What is required: Copy, from the listing, every line in which the string "green" is present.

Provided material:
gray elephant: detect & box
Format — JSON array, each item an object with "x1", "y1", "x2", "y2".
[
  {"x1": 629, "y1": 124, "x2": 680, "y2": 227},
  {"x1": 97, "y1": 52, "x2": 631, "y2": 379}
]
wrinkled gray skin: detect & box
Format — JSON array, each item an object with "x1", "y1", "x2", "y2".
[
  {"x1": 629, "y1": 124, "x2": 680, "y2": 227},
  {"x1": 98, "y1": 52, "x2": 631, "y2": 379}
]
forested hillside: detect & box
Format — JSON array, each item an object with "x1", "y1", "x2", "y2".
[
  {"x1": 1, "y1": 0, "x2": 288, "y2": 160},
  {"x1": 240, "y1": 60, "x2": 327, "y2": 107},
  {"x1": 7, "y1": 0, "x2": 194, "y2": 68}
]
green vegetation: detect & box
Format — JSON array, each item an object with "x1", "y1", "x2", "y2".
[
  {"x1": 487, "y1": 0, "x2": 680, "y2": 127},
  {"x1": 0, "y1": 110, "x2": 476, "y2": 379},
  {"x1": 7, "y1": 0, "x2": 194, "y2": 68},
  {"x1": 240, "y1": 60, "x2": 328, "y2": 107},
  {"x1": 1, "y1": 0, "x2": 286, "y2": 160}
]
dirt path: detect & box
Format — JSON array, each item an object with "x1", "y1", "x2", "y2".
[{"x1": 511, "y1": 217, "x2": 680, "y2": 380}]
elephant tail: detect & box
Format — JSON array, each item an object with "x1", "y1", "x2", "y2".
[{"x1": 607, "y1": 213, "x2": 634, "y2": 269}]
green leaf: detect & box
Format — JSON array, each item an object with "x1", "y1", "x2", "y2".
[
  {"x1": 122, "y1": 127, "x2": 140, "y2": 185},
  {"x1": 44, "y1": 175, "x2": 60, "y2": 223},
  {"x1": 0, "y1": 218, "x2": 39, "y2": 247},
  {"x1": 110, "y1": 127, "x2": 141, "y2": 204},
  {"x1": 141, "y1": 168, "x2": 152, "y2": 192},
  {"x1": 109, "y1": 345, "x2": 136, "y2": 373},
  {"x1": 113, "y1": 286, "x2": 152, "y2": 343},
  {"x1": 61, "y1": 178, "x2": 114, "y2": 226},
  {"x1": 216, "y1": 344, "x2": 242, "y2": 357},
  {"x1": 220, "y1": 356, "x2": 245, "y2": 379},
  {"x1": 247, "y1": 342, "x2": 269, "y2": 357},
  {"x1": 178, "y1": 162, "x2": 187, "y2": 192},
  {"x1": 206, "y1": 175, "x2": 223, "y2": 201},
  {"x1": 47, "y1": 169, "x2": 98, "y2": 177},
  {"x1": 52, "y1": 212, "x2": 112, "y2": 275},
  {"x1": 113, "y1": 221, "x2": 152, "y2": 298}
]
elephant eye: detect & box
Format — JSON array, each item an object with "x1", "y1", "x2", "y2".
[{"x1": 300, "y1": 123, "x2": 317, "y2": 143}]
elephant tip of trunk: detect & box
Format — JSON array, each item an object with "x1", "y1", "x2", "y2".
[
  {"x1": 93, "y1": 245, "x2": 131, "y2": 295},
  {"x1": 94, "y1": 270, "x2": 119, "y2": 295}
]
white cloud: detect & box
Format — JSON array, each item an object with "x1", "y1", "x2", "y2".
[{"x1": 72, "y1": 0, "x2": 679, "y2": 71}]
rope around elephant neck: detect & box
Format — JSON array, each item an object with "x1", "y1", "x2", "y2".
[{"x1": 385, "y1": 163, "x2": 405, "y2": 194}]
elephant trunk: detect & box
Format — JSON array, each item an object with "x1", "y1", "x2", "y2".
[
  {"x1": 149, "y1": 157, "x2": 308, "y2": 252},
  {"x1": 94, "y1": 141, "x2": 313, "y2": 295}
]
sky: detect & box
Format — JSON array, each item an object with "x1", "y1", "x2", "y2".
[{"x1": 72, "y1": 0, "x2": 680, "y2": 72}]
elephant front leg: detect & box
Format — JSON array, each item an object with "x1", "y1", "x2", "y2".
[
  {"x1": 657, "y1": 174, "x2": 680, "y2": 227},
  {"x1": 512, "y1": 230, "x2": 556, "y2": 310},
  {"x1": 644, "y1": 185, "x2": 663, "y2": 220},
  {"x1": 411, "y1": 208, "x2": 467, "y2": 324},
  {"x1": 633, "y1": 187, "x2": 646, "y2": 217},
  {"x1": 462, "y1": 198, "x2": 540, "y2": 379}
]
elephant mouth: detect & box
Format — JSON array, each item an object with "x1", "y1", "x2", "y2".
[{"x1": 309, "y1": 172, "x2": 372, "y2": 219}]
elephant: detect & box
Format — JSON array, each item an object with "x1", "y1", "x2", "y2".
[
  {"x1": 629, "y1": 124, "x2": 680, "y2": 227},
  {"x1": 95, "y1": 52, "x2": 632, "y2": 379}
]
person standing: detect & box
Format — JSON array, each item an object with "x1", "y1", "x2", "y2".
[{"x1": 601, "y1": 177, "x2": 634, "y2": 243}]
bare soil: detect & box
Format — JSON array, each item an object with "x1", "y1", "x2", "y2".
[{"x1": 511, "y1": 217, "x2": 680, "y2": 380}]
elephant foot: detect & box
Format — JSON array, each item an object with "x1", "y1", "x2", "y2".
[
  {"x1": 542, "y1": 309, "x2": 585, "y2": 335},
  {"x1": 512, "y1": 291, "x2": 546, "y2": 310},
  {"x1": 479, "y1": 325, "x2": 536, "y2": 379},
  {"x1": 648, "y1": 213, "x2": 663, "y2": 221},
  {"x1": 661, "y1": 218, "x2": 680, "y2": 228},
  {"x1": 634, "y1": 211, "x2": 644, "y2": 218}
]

Response:
green vegetation: detect & box
green leaf: detect & box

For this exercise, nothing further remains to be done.